» Task description: Check every line below for the string "rope". Copy the ones that have it.

» Source material:

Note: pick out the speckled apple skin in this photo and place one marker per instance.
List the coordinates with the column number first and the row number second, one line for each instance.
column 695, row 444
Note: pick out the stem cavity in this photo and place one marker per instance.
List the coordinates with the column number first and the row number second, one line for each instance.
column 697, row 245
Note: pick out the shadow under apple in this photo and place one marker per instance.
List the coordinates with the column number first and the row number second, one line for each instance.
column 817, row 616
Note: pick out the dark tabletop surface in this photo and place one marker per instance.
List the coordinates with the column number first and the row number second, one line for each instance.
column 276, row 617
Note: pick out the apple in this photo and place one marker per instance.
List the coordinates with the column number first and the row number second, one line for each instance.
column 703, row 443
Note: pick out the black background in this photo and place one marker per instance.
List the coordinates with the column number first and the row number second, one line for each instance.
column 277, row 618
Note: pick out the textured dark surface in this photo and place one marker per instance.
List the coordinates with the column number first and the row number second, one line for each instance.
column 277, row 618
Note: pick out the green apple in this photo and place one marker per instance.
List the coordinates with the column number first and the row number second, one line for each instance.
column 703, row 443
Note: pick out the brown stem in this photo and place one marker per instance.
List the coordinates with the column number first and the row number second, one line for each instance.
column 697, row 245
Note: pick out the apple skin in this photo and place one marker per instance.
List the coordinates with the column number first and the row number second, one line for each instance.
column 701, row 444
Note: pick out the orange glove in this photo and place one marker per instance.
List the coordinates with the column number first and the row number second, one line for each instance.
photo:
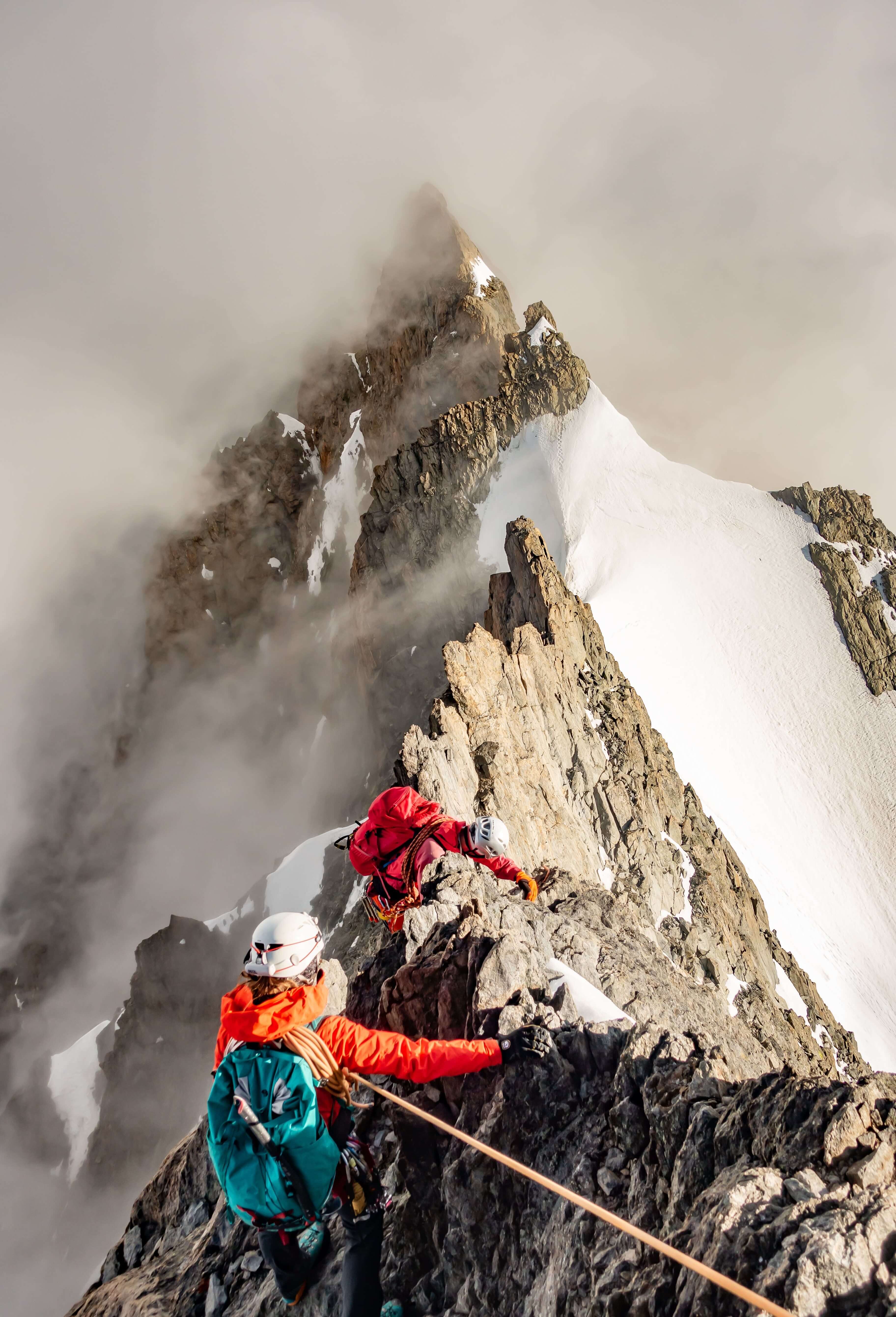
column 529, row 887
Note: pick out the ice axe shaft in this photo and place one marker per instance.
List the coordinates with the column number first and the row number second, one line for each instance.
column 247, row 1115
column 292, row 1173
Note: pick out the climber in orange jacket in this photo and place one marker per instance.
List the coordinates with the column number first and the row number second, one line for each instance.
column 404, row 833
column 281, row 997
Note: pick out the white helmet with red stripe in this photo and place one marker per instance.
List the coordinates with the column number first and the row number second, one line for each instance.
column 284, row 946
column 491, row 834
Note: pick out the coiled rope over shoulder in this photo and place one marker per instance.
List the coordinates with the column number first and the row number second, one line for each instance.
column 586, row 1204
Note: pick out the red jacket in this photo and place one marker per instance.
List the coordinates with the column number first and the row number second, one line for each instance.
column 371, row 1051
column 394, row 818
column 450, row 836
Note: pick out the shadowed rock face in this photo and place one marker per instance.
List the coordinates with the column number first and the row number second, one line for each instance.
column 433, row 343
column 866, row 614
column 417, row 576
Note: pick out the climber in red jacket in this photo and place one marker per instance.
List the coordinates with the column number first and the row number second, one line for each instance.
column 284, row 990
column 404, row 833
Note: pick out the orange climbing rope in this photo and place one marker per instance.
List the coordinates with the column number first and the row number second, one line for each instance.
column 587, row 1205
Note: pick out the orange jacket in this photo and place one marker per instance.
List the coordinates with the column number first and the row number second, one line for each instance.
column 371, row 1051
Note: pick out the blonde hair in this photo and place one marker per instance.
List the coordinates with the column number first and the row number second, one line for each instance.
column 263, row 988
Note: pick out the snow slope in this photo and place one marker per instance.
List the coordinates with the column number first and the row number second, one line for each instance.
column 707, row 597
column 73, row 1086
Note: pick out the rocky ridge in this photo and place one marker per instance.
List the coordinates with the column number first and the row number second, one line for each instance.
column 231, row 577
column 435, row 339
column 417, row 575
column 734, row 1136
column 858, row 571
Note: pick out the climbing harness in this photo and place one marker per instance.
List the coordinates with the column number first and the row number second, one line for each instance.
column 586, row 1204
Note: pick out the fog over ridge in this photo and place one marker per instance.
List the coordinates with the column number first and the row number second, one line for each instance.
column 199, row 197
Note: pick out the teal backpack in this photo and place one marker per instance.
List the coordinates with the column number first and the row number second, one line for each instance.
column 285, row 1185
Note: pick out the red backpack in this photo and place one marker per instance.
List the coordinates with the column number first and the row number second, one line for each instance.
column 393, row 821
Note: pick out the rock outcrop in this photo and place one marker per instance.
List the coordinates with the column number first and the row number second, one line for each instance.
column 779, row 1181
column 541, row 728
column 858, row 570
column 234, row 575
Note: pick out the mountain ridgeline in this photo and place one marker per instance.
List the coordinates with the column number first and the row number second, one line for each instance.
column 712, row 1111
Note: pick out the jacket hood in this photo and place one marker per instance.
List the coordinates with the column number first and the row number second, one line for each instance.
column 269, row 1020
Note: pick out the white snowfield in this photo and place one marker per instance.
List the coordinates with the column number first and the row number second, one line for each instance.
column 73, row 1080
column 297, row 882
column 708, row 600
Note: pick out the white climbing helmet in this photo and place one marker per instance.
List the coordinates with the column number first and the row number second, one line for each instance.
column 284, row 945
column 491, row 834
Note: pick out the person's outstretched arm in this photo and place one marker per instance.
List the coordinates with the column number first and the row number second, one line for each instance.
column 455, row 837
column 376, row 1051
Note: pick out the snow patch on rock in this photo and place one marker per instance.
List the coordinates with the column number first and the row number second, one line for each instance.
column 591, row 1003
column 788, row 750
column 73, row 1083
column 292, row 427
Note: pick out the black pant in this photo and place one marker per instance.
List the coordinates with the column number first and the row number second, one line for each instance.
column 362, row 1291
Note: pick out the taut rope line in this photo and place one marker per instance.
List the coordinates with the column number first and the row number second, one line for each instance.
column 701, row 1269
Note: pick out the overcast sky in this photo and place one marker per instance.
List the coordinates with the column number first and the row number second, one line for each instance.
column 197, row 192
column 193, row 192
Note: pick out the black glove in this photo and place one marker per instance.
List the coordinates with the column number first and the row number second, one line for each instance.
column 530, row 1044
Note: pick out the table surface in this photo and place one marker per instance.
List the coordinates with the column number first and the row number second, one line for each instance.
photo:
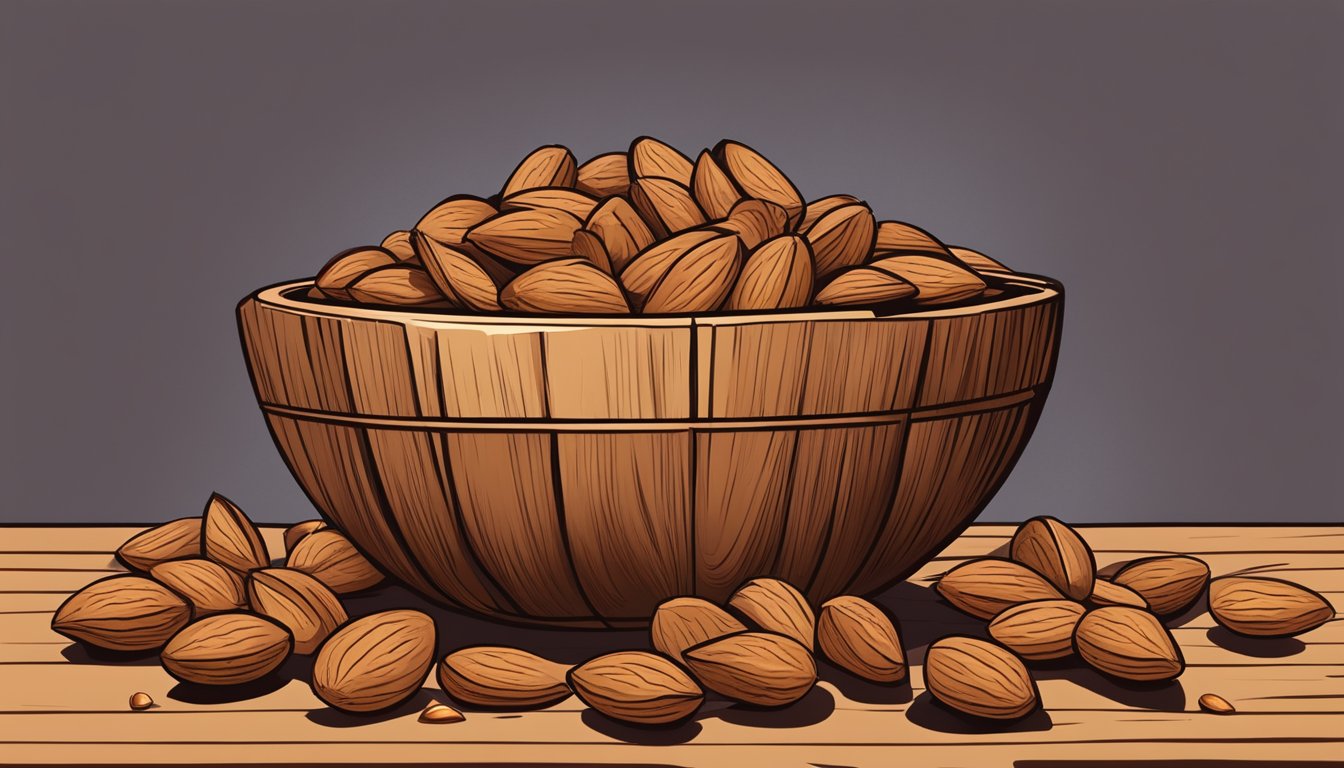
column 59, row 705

---

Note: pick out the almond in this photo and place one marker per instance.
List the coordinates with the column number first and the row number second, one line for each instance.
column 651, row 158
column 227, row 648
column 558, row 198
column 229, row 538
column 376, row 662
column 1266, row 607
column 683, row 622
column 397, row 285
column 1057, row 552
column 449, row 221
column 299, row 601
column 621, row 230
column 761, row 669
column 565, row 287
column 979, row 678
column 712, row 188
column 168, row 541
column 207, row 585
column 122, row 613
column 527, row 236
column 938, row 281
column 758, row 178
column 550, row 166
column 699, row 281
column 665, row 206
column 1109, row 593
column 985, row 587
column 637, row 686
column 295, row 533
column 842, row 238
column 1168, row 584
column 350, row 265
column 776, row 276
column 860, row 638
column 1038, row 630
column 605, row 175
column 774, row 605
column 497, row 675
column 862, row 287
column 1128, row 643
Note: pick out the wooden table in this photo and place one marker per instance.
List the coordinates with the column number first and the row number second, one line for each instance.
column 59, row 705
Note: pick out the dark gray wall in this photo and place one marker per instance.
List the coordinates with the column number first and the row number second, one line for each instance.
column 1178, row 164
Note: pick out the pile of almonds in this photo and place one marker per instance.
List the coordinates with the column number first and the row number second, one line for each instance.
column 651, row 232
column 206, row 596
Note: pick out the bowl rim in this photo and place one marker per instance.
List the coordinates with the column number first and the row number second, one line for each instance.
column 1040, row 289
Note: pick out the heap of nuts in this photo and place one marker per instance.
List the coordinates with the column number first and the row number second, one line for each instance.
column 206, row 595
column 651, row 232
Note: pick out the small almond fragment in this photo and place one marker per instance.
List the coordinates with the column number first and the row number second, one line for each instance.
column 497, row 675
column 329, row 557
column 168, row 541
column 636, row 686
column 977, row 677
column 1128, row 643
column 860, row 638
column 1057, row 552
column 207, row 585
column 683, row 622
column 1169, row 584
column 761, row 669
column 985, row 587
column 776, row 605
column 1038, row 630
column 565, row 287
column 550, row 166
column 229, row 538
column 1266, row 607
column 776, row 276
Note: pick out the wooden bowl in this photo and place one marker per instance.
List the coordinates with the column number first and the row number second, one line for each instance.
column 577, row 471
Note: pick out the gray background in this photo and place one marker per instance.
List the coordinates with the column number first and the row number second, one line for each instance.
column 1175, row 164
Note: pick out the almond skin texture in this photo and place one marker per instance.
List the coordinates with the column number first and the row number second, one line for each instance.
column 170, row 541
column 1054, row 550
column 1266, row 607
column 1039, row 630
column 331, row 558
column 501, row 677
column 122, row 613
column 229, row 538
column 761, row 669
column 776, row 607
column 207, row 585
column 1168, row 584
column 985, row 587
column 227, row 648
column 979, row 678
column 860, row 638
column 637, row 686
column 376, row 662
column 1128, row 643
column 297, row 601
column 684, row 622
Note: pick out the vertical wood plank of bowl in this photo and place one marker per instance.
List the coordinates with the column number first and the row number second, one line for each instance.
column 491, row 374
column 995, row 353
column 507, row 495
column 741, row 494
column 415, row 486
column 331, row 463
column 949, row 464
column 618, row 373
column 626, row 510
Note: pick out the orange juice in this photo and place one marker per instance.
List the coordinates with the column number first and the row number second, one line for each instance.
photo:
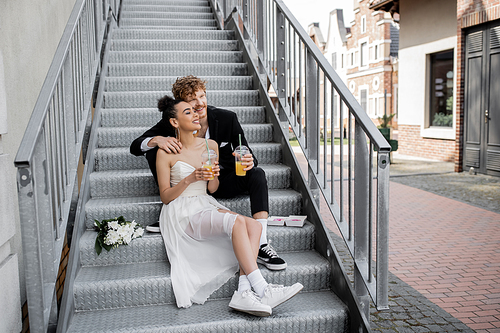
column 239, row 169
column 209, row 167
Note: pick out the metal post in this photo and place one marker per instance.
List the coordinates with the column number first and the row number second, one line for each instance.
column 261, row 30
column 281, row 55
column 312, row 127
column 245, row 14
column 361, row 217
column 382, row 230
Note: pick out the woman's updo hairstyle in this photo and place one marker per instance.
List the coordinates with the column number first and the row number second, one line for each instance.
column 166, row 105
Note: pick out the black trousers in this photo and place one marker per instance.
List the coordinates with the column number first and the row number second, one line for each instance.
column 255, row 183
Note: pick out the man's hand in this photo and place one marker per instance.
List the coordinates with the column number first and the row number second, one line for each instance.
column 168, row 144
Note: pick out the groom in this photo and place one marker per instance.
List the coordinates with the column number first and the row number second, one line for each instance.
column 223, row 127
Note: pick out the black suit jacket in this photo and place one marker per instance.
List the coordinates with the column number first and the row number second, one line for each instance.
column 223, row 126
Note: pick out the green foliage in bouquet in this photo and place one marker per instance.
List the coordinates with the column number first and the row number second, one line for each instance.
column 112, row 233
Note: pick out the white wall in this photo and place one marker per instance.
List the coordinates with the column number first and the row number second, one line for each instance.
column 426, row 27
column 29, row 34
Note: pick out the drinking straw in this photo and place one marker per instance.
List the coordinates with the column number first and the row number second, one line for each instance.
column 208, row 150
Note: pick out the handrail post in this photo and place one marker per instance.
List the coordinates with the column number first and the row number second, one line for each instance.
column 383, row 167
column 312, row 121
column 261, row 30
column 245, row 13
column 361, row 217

* * *

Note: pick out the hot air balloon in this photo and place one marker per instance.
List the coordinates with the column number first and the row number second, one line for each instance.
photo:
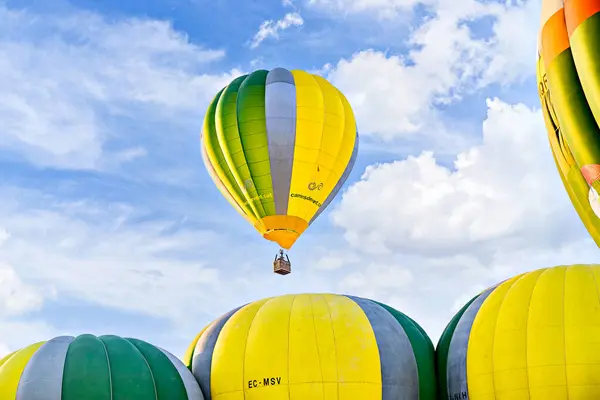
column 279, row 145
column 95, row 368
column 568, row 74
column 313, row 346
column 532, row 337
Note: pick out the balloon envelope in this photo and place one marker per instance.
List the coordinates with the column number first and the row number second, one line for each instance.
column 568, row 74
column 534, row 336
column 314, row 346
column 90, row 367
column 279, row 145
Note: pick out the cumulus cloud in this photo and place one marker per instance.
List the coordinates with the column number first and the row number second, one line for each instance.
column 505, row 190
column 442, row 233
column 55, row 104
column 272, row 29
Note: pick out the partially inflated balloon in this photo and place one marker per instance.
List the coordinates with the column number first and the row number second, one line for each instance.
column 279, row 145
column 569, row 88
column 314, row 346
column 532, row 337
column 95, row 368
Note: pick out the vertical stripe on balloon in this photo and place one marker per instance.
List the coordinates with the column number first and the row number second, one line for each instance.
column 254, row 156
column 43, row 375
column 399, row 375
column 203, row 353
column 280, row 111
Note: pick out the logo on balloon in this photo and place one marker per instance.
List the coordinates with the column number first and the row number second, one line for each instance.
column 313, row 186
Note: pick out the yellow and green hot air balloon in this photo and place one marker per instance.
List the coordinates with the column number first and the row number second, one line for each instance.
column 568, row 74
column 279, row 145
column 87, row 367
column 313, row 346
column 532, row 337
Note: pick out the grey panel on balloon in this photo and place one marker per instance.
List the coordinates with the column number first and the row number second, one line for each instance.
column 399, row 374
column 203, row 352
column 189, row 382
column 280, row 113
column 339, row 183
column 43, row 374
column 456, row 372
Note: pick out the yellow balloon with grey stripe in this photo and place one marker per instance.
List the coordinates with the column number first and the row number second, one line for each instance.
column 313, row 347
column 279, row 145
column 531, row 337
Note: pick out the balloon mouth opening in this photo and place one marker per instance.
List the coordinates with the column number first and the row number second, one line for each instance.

» Exercise answer:
Note: pick out the coiled rope over shoulder in this photo and place one marker per instance.
Note: pick out the orange climbing rope in this photo and place one marker per instance.
Note: pick out the taut rope line in this photo and place one marker per instance.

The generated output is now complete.